--- Start Passage ---
The Case For Case Insensitivity

RiX0R · December 6, 2005, 12:00am

Identifiers that are different things shouldn’t look too much like one another. It’s confusing, and a potential source of bugs.

Example: cur1 and curl are two different identifiers, but you’d quickly glance over it. Indepedently of whether they’re used in a case sensitive language or not.

With that established:

The only point in case insensitiveness is being allowed to write the same identifier in different ways. So you could write HTMLTag at the top of your sourcefile, HtmlTag in the middle, and at the end you are too tired of typing to hit the shifts so you are conveniently allowed to type htmltag.

Would you do this?

Even if the language I’m programming in is case insensitive, I’ll still case the identifiers the same each time. Doing otherwise just looks messy. And I’m willing to bet a lot of other developers do it the same way.

So where’s the issue? Even if your language allows case insensitivity, you’re not going to use it. To give lazy developers to write messy code?

It’s just like another topic of heated debate: Python’s indentation-based scoping. Love it or hate it, but blocks are required by the language to have consistent indentation. Again, this helps writing better-looking code, and since it’s built into the language there’s no way around it for lazy/messy developers.

I guess my post has come off a bit as pro-case sensitivity, but I really don’t care either way.

VBMan · December 6, 2005, 12:00am

Jeff -

From the sounds of your rant, looks like you have NOT been using VB.NET lately huh?

Ever think of coming back to the dark side?

codinghorror · December 6, 2005, 12:00am

the IDE “corrects” your code after you press the ENTER key so that it appears as this:

The original article I cited is title “The Case for Case-Preserving, Case-Insensitivity”, so case preservation has always been on the table.

Can anyone even come up with an anecdote where case-sensitivity was helpful while programming? Come on, even a friend-of-a-friend.

I’m still waiting… but in all seriousness, this is my point. If a feature is painful, people complain about it. A lot. That’s not opinion, that’s empirical data.

You can find similar horror stories about “OPTION EXPLICIT” all over the place. And nobody seems to dispute the idea that having the compiler auto-declare variables for you is a bad one.
--- End Passage ---
--- Start Data records ---
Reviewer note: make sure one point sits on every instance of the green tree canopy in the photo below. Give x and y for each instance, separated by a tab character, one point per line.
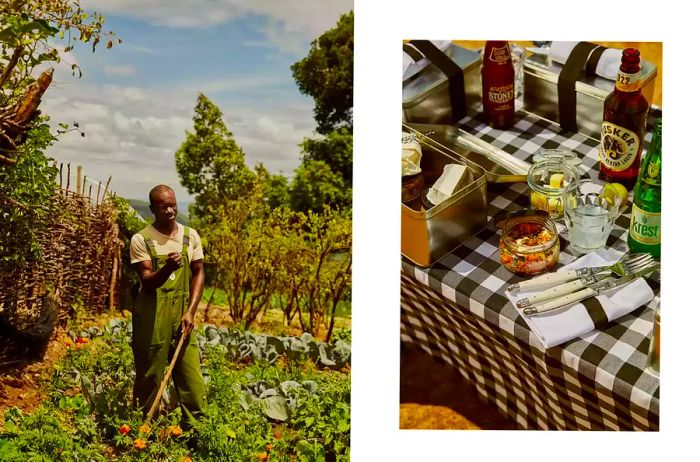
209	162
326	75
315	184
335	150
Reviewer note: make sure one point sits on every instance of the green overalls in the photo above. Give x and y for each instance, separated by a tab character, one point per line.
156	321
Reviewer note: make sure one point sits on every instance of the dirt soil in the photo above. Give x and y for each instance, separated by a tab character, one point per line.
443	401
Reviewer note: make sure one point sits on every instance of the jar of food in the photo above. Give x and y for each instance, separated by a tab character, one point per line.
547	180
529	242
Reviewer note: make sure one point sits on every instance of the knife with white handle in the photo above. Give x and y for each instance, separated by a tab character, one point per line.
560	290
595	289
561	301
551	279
--- End Data records ---
--- Start Data records ---
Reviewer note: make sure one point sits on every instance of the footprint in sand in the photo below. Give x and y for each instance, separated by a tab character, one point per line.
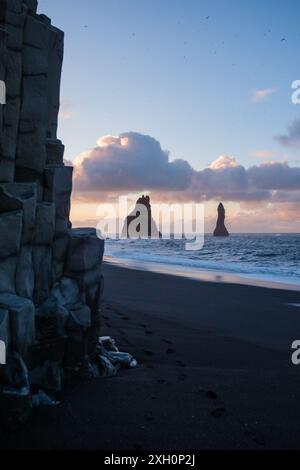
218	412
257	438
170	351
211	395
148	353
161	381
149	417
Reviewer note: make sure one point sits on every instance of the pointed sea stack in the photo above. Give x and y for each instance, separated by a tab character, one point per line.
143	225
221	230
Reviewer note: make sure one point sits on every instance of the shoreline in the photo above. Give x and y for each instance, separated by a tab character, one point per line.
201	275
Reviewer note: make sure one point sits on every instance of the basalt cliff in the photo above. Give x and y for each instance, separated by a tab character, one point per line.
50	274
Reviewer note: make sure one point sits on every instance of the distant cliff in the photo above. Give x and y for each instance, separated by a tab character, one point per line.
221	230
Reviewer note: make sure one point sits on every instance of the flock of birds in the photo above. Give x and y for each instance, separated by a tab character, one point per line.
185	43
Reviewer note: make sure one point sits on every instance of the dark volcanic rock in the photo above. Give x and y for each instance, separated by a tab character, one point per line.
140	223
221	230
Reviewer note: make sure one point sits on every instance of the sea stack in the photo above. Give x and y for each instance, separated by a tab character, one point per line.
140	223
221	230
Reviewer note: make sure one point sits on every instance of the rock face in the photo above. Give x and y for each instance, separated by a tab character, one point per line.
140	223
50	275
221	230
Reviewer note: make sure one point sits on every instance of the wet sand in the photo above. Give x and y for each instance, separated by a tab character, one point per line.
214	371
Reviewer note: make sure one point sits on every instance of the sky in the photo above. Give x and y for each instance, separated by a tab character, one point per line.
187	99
--- End Data records ---
--- Start Data records ---
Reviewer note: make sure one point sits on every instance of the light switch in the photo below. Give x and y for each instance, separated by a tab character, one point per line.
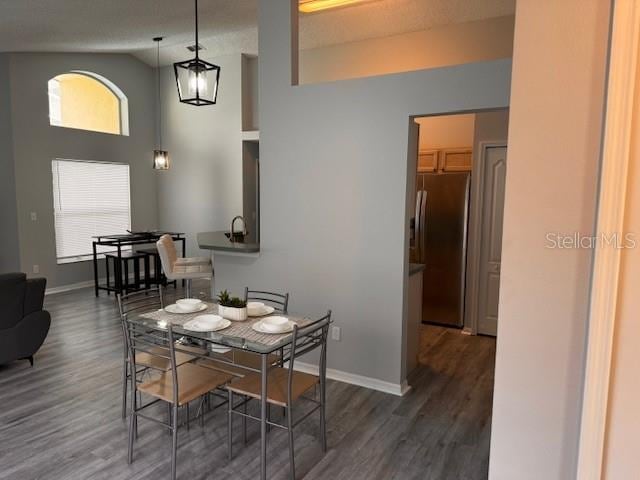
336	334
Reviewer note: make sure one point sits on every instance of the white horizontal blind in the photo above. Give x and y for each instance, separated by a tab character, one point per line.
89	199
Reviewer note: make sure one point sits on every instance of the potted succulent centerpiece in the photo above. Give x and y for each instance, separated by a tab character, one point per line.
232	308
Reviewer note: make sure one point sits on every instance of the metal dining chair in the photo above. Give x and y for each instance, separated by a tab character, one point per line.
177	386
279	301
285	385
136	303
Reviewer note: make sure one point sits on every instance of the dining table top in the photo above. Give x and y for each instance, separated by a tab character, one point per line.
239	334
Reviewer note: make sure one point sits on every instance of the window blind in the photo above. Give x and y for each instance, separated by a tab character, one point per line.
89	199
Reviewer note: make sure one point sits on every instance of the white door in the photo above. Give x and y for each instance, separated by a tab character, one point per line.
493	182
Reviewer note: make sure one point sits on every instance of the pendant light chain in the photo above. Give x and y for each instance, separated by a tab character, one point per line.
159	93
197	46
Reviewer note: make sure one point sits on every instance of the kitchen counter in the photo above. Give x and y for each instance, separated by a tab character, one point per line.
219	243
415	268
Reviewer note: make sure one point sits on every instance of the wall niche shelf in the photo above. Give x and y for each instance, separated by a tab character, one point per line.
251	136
--- End Data records ---
> Given task 1
Do these statements agree with the thread on case insensitivity? Answer yes or no for each, quoting the words of the thread that decide it. (a) RiX0R keeps the casing of identifiers the same even in a case-insensitive language. (b) RiX0R says he strongly prefers case sensitivity. (c) The article codinghorror cited includes case preservation in its title.
> Given task 2
In the thread on case insensitivity, which two identifiers does RiX0R give as different names that are easy to mistake for each other?
> Given task 3
Carry the thread on case insensitivity forward from its last sentence.

> Result 1
(a) Yes: "Even if the language I’m programming in is case insensitive, I’ll still case the identifiers the same each time."
(b) No: "I really don’t care either way."
(c) Yes: "The original article I cited is title “The Case for Case-Preserving, Case-Insensitivity”"

> Result 2
cur1 and curl

> Result 3
Here’s another:

http://dev.mysql.com/doc/refman/5.0/en/name-case-sensitivity.html

Be very careful with [the Identifier Case Sensitivity] option. I have had a difficult time migrating from 3.23.x on Mac OSX to 4.0.x do to this option being turned on by default. After restoring from a mysqldump bakup, I would get inconsistent results. Since none of my loading batch scripts or processing scripts changed (all used our standard naming convention with upper case in table names), the inconsistency must have come from a change in 3.23.x to 4.0.x . A simple change of this flag to ‘0’ fixed the problem, but only after hours of verifying our data and backups.

mike199 · December 6, 2005, 12:00am

I’m curious where VB.NET fits into the defintion of “scripting languages.”

matt107 · December 7, 2005, 12:00am

Thanks for the clarification on camel vs. pascal casing. I never get that right. You are also right about naming conventions of private members. I actually use the following but only because I saw it once and liked it. Note that it does NOT jive with what the VS forms designer does for the controls that are added to your form.

private string _lastName;
public string LastName
{
get { return _lastName; }
set { _lastName = value; }
}

The main reason I do this is because it is more clear when trying to come up with similar names for method parameters (which end up being publicly visible to coders).

Thus the following makes more sense to people using my classes:

public void initializeNames(string lastName, string firstName)
{
_lastName = lastName;
_firstName = firstName;
}

Hoakie · December 7, 2005, 12:00am

“So why make your compiler work that much harder just so that programmers can be sloppy coders? It just doesn’t make any sense to me…”

“On the other hand, case insensitivity leaves the door open for sloppy coding style that makes others second guess your intent, and drives me crazy when I look at it myself.”

How clear is the intent is this example interface? (yes i actually ran into this in someone’s production code)

public int myProperty;
public int MyProperty
    {
        get { return myProperty; }
        set { myProperty = value;}
    }

Which version of the “myproperty” do you call? Is this not sloppy code allowed because C# is case sensitive?

(An interesting point the code above compiles great and you could call it from VB.NET 2003 however you can’t call into this from VB.NET 2005 because it detects the ambigous name)

You can’t write an interface like this in VB.NET because this code:

Public myProperty As Integer
Public Property MyProperty() As Integer
    Get
        Return myProperty
    End Get
    Set(ByVal value As Integer)
        myProperty = value
    End Set
End Property

will give you a compile error stating:
‘MyProperty’ is already declared as ‘Public myProperty As Integer’ in this class.

matt108 · December 7, 2005, 12:00am

“Which version of the “myproperty” do you call? Is this not sloppy code allowed because C# is case sensitive?”

No, it’s just sloppy coding period. It would have been just as sloppy and confusing if they had done this:

public int my_Property;
public int MyProperty
{
get { return my_Property; }
set { my_Property = value;}
}

You still wouldn’t know which one to call and the casing issue has been removed. Sloppy coding is sloppy coding. And not enforcing case sensitivity allows coders to be even more sloppy.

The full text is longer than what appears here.